- [GIVEN TASK 1]: Report every line in the records below that contains the word "lichen", matching case exactly.

- [TEXT SECTION]:
Structured logging isn't glamorous. Nobody writes blog posts about switching from console.log to pino. But it's the single highest-ROI investment you can make in operational readiness. According to Splunk's 2024 State of Observability Report, organizations with mature logging practices resolve incidents 69% faster than those without.

What Makes Logging "Structured"?

Unstructured logging is human-readable text. Structured logging is machine-parseable data (typically JSON) with consistent fields. Here's the difference:

// Unstructured (bad for production)
console.log(`[${new Date().toISOString()}] ERROR: Payment failed for user ${userId} - ${error.message}`);
// Output: [2026-03-20T14:23:45.123Z] ERROR: Payment failed for user usr_abc - timeout

// Structured (good for production)
logger.error({
  message: 'Payment processing failed',
  userId: 'usr_abc',
  orderId: 'ord_xyz',
  paymentProvider: 'stripe',
  errorCode: 'TIMEOUT',
  errorMessage: error.message,
  durationMs: 5023,
  correlationId: req.correlationId,
  service: 'payment-service',
  environment: 'production'
});
// Output: {"level":"error","message":"Payment processing failed","userId":"usr_abc","orderId":"ord_xyz","paymentProvider":"stripe","errorCode":"TIMEOUT","durationMs":5023,...,"timestamp":"2026-03-20T14:23:45.123Z"}

The structured version is harder to read in a terminal — but it's infinitely easier to search, filter, aggregate, and alert on. You can write a query like "show me all errors from the payment service in the last hour where the payment provider is Stripe and duration exceeded 5 seconds" and get precise results in milliseconds.

- [GIVEN TASK 2]: Translate this sentence from the text on structured logging above into Spanish: "Unstructured logging is human-readable text."

- [DATA SHOWN]:
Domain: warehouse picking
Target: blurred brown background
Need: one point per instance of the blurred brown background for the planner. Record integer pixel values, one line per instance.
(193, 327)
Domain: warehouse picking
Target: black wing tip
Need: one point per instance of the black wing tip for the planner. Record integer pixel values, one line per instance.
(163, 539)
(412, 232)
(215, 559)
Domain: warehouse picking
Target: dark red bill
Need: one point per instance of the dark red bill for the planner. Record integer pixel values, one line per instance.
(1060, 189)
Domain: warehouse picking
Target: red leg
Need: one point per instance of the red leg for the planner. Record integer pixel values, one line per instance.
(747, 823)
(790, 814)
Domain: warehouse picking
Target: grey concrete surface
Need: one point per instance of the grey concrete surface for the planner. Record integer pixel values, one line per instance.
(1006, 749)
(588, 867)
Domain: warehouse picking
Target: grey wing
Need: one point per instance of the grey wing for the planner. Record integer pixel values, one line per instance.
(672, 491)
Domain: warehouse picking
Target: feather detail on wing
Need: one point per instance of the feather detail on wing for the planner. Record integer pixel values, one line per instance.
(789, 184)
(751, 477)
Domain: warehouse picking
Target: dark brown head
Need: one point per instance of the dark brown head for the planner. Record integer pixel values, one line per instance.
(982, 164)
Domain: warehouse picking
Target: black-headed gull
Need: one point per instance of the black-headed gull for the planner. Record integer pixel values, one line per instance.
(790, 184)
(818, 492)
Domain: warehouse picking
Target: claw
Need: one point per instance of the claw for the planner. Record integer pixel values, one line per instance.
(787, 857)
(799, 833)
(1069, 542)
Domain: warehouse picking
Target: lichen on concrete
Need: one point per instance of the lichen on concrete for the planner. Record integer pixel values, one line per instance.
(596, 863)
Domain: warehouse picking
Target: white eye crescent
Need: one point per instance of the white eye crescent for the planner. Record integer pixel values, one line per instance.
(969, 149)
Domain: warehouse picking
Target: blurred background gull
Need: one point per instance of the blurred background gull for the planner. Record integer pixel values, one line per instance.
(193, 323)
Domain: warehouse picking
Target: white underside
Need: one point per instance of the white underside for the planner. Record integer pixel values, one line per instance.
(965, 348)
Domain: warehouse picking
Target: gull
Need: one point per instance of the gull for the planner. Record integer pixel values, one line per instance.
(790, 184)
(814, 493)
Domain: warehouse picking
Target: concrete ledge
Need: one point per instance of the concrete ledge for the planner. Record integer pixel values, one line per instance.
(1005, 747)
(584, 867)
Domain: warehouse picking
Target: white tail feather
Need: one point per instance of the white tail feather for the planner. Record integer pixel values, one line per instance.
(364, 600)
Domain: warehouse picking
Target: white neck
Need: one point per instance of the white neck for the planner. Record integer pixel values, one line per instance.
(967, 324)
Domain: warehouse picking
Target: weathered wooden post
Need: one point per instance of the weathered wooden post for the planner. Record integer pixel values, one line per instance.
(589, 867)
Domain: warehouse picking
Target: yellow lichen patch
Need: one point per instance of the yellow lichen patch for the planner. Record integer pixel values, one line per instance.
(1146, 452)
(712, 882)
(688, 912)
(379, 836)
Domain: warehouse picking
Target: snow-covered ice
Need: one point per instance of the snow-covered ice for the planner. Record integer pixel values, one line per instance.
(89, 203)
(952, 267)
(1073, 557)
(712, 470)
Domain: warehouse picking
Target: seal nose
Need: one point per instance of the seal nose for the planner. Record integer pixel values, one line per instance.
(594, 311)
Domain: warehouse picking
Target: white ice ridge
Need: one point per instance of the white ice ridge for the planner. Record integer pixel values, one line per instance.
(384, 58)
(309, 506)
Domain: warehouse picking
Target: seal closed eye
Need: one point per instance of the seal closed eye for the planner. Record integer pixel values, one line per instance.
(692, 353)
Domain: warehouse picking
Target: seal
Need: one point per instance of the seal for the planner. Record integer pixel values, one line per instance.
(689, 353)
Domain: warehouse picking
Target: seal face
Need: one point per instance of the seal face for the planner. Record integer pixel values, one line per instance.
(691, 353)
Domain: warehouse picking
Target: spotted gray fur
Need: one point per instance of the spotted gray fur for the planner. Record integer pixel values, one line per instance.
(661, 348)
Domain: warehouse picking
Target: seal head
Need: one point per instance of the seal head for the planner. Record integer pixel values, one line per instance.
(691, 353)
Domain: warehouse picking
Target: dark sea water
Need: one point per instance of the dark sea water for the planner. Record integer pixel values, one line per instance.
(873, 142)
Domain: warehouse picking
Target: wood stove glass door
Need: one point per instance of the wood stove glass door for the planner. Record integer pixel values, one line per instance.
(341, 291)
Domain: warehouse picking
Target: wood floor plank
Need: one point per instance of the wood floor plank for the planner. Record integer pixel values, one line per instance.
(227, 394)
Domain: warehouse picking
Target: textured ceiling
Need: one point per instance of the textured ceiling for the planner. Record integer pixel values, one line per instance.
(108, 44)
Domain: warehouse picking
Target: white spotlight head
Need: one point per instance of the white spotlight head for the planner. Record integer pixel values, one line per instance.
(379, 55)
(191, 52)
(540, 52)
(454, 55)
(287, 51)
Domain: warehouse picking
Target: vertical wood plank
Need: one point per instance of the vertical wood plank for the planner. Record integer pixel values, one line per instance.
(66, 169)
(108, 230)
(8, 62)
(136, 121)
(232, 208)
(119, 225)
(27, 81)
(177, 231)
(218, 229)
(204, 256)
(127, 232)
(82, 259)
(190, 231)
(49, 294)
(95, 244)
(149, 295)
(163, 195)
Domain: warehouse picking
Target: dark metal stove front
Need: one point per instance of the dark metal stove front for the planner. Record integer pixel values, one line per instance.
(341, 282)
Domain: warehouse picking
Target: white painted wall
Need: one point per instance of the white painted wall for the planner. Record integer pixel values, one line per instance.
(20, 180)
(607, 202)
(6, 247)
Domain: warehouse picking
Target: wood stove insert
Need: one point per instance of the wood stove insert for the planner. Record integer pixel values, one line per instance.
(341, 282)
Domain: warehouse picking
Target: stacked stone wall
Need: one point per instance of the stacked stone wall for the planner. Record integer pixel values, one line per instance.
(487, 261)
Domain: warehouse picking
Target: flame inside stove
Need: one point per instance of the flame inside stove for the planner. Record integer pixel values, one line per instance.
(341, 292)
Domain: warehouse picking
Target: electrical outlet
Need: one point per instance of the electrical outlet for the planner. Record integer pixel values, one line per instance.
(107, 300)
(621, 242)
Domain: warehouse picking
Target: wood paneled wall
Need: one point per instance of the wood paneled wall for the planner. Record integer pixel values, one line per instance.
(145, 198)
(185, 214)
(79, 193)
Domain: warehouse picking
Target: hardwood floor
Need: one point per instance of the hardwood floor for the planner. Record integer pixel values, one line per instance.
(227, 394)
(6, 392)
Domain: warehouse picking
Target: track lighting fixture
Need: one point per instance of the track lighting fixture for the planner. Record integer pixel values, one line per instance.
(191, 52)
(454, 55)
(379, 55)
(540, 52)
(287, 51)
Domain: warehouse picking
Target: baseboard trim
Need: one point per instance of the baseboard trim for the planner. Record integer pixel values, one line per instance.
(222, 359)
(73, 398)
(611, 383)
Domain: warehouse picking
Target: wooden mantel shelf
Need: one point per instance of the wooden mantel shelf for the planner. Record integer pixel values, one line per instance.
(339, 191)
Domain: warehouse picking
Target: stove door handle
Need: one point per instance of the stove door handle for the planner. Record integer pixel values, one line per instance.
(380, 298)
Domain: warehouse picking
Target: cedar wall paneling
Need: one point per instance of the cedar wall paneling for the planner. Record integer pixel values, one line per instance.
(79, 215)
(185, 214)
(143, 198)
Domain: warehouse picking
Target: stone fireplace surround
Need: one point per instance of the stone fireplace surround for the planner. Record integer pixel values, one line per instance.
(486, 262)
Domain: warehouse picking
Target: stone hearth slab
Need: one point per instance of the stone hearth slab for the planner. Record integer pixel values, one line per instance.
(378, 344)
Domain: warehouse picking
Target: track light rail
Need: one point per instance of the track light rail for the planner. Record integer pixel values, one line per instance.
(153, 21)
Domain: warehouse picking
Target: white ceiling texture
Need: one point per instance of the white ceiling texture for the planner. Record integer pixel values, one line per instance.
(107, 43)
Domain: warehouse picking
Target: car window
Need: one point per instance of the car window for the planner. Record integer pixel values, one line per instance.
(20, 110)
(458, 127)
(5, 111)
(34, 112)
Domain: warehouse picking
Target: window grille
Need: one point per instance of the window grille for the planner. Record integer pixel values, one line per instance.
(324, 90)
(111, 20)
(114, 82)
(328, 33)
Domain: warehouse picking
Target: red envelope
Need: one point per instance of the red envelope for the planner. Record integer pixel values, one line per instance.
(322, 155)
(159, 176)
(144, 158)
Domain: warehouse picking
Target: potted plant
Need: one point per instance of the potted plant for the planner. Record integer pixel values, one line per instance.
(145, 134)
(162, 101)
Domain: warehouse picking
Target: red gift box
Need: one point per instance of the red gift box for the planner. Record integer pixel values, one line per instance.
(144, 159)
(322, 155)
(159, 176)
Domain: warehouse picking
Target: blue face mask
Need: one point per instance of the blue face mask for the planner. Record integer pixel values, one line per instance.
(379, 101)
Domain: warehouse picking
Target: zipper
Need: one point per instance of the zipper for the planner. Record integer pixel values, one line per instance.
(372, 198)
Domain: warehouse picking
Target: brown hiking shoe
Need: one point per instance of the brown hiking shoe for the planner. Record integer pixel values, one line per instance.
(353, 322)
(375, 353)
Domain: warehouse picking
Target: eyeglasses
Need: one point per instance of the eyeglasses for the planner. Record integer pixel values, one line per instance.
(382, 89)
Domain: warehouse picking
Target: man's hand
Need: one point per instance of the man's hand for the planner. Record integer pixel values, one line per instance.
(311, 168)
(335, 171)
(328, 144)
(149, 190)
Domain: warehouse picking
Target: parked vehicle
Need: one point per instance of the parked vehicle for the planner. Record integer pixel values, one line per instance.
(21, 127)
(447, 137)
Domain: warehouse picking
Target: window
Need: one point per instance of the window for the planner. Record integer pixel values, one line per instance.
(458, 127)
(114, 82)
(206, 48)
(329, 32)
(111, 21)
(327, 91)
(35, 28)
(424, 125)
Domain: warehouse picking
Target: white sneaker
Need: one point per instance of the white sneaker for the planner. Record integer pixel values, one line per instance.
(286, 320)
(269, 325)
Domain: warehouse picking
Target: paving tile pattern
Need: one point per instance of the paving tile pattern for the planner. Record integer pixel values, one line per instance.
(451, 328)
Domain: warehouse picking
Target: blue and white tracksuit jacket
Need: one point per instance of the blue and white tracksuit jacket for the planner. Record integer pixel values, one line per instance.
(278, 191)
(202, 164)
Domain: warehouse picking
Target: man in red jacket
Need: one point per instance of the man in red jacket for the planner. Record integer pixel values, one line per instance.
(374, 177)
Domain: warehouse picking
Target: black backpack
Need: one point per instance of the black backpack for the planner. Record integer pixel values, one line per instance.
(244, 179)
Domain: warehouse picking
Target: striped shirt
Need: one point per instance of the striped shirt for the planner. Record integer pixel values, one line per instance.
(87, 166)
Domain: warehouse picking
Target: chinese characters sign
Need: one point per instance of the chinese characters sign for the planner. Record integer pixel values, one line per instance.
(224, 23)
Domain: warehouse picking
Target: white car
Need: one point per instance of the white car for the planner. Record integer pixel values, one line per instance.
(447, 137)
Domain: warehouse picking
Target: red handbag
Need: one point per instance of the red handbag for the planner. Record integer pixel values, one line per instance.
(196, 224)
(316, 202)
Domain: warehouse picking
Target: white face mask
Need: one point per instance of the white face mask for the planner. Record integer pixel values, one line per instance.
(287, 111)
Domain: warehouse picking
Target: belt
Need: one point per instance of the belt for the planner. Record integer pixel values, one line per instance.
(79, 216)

- [FULL OUTPUT 1]:
Target: lichen on concrete
Need: one point per instance of the lichen on concrete for the planner. Record integer pixel values, one line per instance.
Target: yellow lichen patch
Need: one point per instance of the yellow lichen patch for the planner. Record integer pixel values, one line per instance.

- [FULL OUTPUT 2]: El registro no estructurado es texto legible para humanos.